→ **WORK REQUIRED**:
Going from the line that contains "of the yellow" down to the last line in the listing below, reproduce every line exactly and include no others.

→ **DATASET EXTRACT**:
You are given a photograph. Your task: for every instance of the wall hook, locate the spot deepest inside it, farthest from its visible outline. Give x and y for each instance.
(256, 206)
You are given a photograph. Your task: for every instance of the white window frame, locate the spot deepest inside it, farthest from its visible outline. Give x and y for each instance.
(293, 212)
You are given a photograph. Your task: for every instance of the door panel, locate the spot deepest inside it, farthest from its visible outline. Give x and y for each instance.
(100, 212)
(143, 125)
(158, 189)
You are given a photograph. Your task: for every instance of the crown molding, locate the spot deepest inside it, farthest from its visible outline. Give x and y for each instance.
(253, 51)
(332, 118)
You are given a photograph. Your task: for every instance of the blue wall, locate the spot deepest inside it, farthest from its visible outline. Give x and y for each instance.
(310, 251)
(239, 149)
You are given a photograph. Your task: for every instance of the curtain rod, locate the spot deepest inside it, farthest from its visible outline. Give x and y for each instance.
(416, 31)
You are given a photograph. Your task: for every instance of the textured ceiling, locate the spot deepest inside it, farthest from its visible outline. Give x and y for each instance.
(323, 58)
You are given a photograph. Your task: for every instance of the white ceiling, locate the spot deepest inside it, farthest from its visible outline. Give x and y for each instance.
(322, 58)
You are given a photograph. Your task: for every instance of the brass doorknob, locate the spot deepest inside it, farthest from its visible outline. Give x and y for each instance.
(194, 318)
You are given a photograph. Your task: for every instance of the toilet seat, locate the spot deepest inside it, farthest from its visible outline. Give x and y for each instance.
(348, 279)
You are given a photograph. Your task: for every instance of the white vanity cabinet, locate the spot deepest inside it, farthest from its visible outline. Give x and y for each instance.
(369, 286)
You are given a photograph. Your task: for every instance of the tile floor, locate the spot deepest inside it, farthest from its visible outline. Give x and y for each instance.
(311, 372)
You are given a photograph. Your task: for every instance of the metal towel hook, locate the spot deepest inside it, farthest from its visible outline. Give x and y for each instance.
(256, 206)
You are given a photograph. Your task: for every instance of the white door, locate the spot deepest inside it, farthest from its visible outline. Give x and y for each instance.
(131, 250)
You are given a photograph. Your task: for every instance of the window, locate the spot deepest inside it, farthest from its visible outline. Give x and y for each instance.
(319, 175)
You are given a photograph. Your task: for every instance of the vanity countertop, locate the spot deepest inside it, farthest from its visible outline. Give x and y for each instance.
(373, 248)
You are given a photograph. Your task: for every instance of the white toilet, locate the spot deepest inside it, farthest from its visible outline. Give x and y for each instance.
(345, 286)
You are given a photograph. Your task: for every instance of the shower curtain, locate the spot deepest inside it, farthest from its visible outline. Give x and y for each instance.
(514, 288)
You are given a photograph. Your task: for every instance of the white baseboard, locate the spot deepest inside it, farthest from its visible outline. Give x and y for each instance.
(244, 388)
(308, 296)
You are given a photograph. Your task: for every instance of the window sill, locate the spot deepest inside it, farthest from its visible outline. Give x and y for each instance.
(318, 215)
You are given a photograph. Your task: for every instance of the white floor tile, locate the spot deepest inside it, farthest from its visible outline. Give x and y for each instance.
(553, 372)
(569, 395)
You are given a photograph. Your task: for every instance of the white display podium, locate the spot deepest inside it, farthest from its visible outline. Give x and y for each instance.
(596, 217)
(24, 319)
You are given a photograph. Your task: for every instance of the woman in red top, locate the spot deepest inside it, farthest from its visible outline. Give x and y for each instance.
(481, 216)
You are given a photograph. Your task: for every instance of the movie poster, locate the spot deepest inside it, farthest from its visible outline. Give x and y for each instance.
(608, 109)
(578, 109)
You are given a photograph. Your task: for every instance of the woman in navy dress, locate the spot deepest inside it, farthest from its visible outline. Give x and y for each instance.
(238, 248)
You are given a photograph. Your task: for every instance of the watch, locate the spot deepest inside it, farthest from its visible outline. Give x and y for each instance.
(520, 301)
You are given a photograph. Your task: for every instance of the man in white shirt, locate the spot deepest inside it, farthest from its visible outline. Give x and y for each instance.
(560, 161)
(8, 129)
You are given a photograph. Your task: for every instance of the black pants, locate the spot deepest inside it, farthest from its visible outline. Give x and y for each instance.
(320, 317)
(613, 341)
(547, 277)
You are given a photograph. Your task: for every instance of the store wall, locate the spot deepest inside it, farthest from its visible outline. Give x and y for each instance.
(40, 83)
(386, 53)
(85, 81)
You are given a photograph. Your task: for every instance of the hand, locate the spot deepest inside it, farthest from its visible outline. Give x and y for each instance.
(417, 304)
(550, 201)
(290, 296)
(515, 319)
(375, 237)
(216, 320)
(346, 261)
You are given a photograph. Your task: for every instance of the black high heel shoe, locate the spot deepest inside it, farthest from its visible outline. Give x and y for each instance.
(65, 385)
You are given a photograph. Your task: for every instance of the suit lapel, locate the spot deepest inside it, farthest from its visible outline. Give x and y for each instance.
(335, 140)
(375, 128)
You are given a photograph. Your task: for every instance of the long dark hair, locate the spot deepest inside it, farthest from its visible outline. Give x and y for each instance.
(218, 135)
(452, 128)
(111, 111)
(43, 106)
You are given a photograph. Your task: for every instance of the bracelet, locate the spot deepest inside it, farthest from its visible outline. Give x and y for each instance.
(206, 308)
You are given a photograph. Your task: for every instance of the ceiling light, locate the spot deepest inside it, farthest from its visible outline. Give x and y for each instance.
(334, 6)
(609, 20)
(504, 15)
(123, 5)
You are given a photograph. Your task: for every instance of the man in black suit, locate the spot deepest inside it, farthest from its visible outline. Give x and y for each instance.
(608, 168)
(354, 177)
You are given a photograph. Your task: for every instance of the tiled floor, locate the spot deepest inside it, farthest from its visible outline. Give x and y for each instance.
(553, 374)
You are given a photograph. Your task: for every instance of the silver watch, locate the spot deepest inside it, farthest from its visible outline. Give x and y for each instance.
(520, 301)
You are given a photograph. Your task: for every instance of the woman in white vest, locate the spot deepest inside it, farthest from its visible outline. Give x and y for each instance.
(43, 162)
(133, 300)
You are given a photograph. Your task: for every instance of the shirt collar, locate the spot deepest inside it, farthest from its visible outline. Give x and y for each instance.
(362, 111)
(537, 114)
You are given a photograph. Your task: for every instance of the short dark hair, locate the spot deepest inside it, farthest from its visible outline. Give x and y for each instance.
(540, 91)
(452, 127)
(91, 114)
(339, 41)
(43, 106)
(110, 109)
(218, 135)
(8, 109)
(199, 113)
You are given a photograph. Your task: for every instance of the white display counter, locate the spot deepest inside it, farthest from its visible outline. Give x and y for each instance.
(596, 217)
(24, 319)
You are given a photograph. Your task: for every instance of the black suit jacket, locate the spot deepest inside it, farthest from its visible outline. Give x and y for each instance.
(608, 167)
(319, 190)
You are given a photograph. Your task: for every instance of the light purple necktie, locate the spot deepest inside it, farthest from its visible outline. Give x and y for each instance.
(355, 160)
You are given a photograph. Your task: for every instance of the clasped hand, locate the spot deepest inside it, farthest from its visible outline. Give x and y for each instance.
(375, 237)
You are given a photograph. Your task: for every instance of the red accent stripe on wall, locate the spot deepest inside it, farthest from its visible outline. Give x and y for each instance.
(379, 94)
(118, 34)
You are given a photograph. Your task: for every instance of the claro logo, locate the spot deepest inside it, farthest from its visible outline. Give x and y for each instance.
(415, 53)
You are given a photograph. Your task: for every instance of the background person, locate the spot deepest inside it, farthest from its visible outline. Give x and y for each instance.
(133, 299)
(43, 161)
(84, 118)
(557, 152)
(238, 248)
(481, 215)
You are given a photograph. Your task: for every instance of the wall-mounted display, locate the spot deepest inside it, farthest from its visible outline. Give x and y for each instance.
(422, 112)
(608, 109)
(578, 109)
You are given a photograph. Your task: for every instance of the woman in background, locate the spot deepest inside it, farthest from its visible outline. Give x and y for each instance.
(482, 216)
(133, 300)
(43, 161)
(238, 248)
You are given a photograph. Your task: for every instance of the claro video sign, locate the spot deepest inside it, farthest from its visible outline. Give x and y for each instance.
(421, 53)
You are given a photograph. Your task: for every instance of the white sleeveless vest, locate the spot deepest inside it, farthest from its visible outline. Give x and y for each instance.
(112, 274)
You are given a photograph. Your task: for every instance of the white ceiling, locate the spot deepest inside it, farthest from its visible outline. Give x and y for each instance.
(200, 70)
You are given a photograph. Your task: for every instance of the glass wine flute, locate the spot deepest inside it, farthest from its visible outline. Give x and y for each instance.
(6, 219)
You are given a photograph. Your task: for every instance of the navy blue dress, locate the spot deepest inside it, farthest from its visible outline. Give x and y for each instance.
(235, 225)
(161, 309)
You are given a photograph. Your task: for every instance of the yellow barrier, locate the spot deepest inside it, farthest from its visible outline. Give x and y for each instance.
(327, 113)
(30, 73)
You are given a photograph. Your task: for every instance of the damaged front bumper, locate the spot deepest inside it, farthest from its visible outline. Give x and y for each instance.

→ **ANSWER TO THIS TASK**:
You are given a photograph. Your task: for every instance of the yellow barrier, locate the spot deepest inside it, farthest from its visible outline. Give x and y for each instance.
(327, 113)
(30, 73)
You are given a photograph. Your task: for every instance of the damaged front bumper, locate the spot deepest inside it, farthest from its visible outline. Give x and y for each instance.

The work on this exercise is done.